» Задание 1
Выпишите каждую строку записей, где встречается слово «taillight».

Дилэни дал своей серии общее название «Возвращение в Неверион», а поскольку в английском оригинале слово «Nevèrÿon» пишется таким образом, издатель опасается, что диакритические знаки оттолкнут самую загадочную из статистических категорий – массового читателя (не вас, конечно, и не меня); он будто бы читает только ради сюжета, глух к литературному стилю и приветствует порнографию и насилие, оставаясь при этом на удивление довольным личным и политическим статус кво.
Кстати о понятности. «Повесть о сплетне и желании», как сказал мне издатель во время совместного обеда, Дилэни написал, когда планировался двухтомник коротких неверионских новелл. Эта, последняя в двухтомнике, повесть задумывалась как переход от «Повести о драконах и мечтателях» к «Повести о тумане и граните» для тех, кто не одолеет полномасштабный роман «Невериона, или Повесть о знаках и городах», который, хотя и представляет собой шестую часть серии, слишком велик, чтобы втиснуть его в два этих томика – которые, к сожалению, так и не вышли в свет. События этой повести развертываются сразу после окончания «Неверионы»; если хотите, тогда же и прочтите ее, но уверяю вас, что никакого тематического смысла в этом не будет. Ее прерывистая игра только запутает вас при погружении в плотный туман третьей книги.
«Возвращение» Дилэни предназначется, конечно, не только для читателей, уже ознакомившихся с его фэнтези. Ссылаясь на немецкого философа Эрнста Блоха, чья цитата из «Принципа надежды» служит эпиграфом к моему предисловию, Дилэни в своем научно-фантастическом романе «Звезды как песчинки в моих карманах» (писавшегося параллельно с первыми неверионскими повестями) говорит следующее:
«Дом? Это место, куда нельзя прийти в первый раз: к тому времени, когда оно становится домом, вы там уже не раз побывали. Домой можно только вернуться».
В книгах, куда нас просит вернуться Дилэни, есть намек на «вечное возвращение» Ницше. По замыслу автора, в Неверион, как и домой, можно только вернуться – и Дилэни, в соответствии с этим, постоянно возвращается (пересматривая ее) к романтической позиции, связанной с названием романа Томаса Вулфа, на которое он с легкой насмешкой ссылается в приведенной выше цитате5. В своем эссе о «Приключениях Аликс» Джоанны Расс, говоря о соотношении фэнтези и научной фантастики в ее книгах, Дилэни пишет: «Жанр «меч и колдовство» относится к картинам будущего, называемым научной фантастикой, примерно так же, как простая арифметика к булевой алгебре… Еще точнее его можно представить как переход от бартерной экономики к денежной, в то время как научная фантастика – это переход от денежной экономики к кредитной».

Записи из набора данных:
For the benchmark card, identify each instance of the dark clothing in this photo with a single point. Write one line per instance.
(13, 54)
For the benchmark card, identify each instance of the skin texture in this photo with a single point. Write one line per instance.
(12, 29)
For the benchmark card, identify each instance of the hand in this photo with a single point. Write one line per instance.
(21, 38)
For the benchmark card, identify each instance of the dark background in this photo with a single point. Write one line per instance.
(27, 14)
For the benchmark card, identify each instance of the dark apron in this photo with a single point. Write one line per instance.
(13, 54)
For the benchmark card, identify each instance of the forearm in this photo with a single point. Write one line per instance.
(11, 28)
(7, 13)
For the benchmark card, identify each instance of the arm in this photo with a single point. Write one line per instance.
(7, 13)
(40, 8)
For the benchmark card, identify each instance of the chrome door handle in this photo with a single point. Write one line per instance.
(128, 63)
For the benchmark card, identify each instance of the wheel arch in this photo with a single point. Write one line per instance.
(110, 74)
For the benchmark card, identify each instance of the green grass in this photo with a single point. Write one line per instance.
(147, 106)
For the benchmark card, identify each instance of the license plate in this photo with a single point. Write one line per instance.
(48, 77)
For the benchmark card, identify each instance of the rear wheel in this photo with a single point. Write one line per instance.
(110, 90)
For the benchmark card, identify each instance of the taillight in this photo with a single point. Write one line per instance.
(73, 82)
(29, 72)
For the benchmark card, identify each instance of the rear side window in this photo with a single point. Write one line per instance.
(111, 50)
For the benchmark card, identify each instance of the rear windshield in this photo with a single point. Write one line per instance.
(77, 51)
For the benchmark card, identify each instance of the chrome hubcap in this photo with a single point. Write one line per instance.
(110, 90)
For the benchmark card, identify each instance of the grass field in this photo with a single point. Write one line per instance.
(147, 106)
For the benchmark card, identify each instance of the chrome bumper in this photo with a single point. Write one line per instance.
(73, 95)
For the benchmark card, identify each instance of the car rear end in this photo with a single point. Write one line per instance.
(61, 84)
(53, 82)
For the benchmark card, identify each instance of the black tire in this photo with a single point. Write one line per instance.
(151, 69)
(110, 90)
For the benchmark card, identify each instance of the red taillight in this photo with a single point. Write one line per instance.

» Задание 2
Перепечатайте из фрагмента о книгах Дилэни часть, которая начинается со слов «Кстати о понятности.» и заканчивается словами «туман третьей книги.».

» Решение 1
For the benchmark card, identify each instance of the taillight in this photo with a single point. Write one line per instance.
For the benchmark card, identify each instance of the red taillight in this photo with a single point. Write one line per instance.

» Решение 2
Кстати о понятности. «Повесть о сплетне и желании», как сказал мне издатель во время совместного обеда, Дилэни написал, когда планировался двухтомник коротких неверионских новелл. Эта, последняя в двухтомнике, повесть задумывалась как переход от «Повести о драконах и мечтателях» к «Повести о тумане и граните» для тех, кто не одолеет полномасштабный роман «Невериона, или Повесть о знаках и городах», который, хотя и представляет собой шестую часть серии, слишком велик, чтобы втиснуть его в два этих томика – которые, к сожалению, так и не вышли в свет. События этой повести развертываются сразу после окончания «Неверионы»; если хотите, тогда же и прочтите ее, но уверяю вас, что никакого тематического смысла в этом не будет. Ее прерывистая игра только запутает вас при погружении в плотный туман третьей книги.